Add 92 to each coordinate and rewrite every line from the one containing "Expected output, for every instance of the pine" through the end of the material, both ends included. Copy all other text in that span unchanged.

-- Begin --

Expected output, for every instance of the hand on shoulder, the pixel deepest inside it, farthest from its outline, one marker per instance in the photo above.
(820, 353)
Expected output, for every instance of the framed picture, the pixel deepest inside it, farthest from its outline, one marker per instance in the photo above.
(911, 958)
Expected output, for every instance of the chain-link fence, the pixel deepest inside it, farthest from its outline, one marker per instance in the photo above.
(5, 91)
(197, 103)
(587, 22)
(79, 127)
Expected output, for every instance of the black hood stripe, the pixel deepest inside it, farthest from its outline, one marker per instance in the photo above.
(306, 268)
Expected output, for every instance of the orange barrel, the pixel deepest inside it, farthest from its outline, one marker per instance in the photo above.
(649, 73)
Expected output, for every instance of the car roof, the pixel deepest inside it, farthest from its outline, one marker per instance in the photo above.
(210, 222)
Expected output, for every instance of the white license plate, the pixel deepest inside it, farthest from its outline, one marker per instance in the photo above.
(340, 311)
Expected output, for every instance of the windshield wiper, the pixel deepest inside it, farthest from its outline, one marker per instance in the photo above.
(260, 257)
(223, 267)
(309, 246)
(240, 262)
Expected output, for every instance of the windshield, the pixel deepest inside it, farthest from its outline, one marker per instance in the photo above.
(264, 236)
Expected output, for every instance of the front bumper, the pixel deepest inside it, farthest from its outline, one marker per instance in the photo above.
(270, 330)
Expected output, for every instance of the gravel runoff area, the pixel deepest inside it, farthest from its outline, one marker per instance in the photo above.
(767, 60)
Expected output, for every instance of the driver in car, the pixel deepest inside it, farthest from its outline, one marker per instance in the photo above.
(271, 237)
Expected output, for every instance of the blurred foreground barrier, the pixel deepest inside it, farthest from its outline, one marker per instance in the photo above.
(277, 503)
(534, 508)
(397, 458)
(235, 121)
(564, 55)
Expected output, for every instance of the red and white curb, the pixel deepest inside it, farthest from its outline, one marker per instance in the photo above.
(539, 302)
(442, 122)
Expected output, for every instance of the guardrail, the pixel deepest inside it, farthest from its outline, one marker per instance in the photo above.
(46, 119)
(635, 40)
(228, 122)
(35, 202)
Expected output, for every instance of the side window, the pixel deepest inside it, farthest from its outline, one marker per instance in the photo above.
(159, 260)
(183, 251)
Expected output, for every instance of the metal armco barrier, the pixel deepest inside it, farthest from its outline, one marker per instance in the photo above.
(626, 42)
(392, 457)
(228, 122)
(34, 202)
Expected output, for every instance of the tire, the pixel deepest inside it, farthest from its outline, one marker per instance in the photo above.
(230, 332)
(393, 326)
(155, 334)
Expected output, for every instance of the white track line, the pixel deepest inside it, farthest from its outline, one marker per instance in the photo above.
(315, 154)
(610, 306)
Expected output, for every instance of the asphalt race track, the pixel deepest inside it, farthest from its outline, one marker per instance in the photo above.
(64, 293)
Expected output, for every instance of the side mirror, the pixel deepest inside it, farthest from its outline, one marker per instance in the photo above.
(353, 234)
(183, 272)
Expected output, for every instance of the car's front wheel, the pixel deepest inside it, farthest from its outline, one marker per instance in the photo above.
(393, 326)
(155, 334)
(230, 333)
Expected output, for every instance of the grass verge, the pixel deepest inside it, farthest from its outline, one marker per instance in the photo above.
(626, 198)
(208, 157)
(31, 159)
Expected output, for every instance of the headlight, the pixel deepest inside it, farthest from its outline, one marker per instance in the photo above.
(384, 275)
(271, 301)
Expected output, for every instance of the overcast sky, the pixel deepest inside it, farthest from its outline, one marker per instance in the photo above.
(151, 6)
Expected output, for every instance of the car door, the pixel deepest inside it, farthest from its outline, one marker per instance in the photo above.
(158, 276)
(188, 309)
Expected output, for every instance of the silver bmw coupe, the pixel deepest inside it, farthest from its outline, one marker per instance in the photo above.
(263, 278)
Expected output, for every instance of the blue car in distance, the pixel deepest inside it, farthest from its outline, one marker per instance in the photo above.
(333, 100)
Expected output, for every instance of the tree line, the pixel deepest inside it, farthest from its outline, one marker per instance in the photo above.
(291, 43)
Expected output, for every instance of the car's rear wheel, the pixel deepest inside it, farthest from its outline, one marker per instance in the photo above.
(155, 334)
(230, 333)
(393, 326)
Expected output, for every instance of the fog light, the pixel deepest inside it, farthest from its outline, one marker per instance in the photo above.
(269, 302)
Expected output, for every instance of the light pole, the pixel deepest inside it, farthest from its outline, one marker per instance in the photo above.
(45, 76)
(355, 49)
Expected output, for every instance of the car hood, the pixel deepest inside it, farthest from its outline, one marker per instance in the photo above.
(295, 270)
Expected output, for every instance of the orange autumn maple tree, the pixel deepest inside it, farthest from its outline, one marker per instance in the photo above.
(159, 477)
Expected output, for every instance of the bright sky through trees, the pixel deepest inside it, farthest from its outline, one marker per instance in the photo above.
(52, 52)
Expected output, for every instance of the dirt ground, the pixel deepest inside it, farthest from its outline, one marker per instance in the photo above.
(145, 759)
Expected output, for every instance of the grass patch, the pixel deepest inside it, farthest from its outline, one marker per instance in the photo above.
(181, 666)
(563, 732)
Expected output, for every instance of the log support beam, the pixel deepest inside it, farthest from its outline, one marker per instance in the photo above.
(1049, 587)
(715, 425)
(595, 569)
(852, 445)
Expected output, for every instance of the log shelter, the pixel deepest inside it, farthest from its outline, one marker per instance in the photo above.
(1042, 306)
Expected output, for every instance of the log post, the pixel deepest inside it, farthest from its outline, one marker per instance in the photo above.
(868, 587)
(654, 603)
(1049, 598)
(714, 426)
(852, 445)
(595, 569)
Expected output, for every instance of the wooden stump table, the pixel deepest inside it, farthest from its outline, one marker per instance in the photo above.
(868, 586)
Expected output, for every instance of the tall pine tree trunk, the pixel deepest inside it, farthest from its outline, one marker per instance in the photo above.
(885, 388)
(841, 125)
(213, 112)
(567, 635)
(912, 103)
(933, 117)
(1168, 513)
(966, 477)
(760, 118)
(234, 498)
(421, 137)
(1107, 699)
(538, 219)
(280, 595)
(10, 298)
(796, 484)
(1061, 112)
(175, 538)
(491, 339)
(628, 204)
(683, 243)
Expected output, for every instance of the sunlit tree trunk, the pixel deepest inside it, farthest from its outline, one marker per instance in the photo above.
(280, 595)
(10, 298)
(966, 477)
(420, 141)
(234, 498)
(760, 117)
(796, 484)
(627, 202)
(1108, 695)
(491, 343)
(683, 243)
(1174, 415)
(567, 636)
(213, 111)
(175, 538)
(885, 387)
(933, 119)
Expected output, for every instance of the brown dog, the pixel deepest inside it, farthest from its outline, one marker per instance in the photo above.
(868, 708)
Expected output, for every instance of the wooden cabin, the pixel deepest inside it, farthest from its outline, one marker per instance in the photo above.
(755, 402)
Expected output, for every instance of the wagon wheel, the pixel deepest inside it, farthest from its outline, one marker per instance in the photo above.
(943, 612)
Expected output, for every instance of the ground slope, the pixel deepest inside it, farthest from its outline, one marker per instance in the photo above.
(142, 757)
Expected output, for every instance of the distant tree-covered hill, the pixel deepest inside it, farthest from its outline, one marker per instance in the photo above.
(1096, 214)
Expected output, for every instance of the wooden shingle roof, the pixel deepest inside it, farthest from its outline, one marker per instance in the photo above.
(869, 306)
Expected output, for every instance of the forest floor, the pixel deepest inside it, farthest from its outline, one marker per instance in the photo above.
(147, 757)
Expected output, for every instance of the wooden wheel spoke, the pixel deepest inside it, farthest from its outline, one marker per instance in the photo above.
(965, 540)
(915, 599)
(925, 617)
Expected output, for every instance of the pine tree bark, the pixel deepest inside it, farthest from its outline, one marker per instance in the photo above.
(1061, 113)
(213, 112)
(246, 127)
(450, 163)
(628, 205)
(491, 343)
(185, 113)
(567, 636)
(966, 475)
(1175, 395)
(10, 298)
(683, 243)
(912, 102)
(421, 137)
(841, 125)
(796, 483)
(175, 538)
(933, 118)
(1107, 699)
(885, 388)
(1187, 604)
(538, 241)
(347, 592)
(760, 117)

-- End --

#### Exercise answer
Expected output, for every instance of the pine tree bark, the pixel deepest inside it, farthest from its outline, one marker per instance in the photo above.
(1153, 205)
(305, 204)
(338, 219)
(542, 255)
(720, 297)
(583, 435)
(277, 205)
(659, 728)
(1058, 567)
(1267, 487)
(102, 390)
(775, 335)
(1004, 194)
(513, 229)
(933, 217)
(888, 575)
(267, 630)
(1025, 210)
(1199, 791)
(977, 480)
(1279, 696)
(630, 333)
(439, 684)
(852, 209)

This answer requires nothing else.